Extracted data entries:

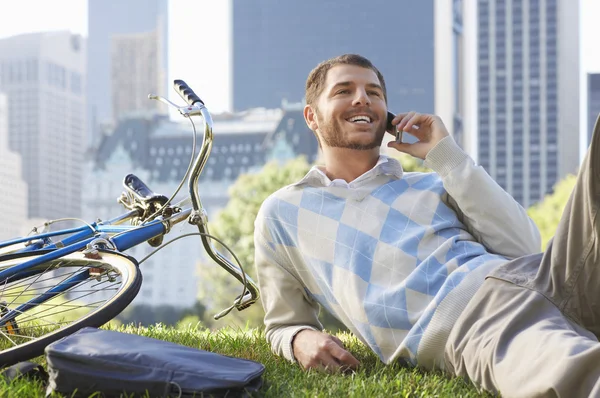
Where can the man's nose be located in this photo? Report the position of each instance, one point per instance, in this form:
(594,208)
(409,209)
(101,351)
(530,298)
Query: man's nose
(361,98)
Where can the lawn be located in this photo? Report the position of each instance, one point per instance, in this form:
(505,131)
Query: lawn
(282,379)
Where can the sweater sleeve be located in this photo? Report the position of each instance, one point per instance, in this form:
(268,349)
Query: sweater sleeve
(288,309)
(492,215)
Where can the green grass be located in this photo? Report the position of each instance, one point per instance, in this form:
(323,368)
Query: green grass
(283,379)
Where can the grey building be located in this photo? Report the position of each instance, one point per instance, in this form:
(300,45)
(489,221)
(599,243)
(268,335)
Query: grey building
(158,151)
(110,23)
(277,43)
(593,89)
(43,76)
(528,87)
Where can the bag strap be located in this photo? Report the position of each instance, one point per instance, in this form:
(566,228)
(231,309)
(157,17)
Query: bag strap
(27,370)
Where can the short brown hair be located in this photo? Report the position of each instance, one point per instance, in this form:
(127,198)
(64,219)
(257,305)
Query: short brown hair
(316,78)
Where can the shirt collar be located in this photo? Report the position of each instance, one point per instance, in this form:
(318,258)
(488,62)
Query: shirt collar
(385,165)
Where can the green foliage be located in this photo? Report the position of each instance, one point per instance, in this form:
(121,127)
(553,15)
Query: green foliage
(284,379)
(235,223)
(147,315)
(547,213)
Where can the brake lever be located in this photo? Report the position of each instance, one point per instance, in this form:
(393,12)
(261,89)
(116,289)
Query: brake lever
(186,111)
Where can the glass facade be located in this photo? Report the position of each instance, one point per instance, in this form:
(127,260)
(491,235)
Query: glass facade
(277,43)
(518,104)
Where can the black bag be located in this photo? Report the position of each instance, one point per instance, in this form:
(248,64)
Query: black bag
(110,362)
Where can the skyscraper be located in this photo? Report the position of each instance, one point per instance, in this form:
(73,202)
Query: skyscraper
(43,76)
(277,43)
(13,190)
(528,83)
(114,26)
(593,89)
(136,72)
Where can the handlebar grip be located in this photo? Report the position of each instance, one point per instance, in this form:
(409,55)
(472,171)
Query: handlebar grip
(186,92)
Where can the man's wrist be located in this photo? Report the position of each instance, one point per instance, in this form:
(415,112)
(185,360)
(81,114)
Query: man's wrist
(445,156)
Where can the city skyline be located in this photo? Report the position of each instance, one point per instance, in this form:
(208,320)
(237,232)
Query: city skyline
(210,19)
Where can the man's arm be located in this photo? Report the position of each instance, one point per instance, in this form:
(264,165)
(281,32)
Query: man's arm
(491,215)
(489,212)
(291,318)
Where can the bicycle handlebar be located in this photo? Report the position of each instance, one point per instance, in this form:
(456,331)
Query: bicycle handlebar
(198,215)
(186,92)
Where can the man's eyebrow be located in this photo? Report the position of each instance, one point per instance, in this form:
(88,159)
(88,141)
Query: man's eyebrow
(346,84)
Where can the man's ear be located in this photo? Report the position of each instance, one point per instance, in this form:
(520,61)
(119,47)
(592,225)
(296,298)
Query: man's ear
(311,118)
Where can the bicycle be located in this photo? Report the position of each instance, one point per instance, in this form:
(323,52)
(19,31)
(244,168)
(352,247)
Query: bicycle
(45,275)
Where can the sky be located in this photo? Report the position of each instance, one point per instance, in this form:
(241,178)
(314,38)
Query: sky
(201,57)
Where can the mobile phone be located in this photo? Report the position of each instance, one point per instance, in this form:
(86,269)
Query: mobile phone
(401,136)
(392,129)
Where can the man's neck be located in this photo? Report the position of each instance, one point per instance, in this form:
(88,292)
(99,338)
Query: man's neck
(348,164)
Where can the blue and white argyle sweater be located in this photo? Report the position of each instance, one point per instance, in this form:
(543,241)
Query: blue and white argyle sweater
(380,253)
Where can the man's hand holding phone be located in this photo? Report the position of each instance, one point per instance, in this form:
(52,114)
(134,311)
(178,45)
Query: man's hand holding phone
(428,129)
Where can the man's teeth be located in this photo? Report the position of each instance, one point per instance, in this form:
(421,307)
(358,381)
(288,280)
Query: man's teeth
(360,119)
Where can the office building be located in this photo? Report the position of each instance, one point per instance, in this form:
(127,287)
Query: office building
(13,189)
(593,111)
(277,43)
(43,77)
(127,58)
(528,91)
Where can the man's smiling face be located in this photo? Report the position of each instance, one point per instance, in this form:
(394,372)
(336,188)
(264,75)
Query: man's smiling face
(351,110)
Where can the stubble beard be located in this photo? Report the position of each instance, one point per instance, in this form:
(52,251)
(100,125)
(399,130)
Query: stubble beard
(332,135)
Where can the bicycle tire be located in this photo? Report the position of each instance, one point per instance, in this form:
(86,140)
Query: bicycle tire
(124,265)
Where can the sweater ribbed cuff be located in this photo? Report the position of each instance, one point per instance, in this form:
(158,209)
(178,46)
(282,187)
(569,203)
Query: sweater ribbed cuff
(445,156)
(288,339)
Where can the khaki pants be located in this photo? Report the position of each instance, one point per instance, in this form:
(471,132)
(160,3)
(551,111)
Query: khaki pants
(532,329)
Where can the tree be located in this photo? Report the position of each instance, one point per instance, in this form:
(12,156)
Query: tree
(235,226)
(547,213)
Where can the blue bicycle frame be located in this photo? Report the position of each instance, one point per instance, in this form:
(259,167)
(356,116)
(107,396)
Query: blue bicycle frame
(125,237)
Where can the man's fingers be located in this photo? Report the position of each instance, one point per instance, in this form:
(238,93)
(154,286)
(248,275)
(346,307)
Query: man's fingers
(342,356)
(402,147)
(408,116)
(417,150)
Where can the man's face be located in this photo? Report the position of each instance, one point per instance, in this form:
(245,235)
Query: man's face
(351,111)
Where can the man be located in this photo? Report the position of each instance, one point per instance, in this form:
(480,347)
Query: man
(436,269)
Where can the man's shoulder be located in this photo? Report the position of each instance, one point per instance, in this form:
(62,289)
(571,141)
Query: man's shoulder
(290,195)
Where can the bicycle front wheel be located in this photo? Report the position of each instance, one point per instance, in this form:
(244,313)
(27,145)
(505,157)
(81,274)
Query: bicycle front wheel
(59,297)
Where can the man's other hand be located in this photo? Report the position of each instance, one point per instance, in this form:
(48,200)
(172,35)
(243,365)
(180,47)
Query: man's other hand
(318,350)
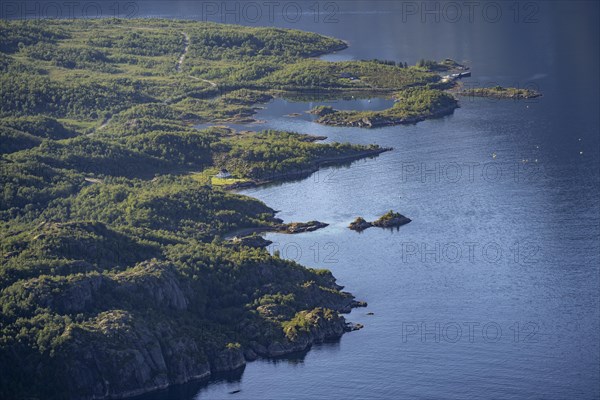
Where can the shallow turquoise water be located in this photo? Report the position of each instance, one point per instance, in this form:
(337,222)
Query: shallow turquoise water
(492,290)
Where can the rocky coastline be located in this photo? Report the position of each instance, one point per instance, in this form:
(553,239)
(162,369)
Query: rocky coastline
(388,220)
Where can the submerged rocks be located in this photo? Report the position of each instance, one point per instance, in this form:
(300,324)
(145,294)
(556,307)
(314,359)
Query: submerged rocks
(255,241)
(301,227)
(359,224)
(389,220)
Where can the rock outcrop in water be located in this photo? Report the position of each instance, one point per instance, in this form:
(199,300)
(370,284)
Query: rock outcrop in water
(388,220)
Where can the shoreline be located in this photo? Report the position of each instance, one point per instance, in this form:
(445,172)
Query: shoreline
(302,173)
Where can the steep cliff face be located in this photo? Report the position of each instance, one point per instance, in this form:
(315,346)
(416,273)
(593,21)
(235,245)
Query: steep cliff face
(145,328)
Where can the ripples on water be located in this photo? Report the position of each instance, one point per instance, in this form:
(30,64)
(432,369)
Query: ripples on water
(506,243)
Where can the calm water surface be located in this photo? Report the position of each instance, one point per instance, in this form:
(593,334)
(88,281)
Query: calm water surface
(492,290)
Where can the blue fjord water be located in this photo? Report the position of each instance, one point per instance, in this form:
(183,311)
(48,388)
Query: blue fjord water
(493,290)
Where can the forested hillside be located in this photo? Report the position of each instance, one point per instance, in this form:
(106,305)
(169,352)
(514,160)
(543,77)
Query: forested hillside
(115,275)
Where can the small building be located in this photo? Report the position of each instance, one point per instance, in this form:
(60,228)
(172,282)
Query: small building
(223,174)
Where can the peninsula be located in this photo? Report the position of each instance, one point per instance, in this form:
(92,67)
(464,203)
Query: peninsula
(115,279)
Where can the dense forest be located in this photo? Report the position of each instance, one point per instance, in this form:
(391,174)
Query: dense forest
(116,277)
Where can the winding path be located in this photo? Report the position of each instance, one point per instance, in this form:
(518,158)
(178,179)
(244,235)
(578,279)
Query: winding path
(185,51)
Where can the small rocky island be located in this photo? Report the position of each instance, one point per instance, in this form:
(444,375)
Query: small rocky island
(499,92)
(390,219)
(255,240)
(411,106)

__DESCRIPTION OF THE TASK__
Copy out the items without changes, starting at the line that contains "Where can the blue fjord" and ending at the final line of the items.

__RESPONSE TO THE EXERCISE__
Where can the blue fjord water be located in this photo? Report the position of each instance, one point per instance, in this form:
(183,311)
(48,388)
Query: blue fjord water
(493,290)
Where can the forested hillside be located in this photo? Report the position of each instance, one point per instance, in this form:
(106,305)
(169,352)
(514,160)
(543,77)
Query: forested hillside
(115,275)
Where can the small building be located in this photo? Report the position of each instance, one point per instance, in this form:
(60,228)
(172,282)
Query: small building
(223,174)
Where can the peninsula be located in this photo? Report the position of each instance, one point per instance, in this form:
(92,67)
(464,203)
Query: peninsula
(115,279)
Where can the dense forest be located in this photo? Report the position of each instance, one point per instance, in this form:
(391,174)
Query: dense forest
(116,277)
Where can the winding path be located in this photo? Report the position of each instance, one point per instance, in this form:
(518,158)
(178,179)
(244,235)
(578,279)
Query: winding path
(185,51)
Where can the small rocky island be located in this photo? Report the position of each instance, one point per instance, in this form:
(444,375)
Query: small rocky island
(499,92)
(390,219)
(255,240)
(411,106)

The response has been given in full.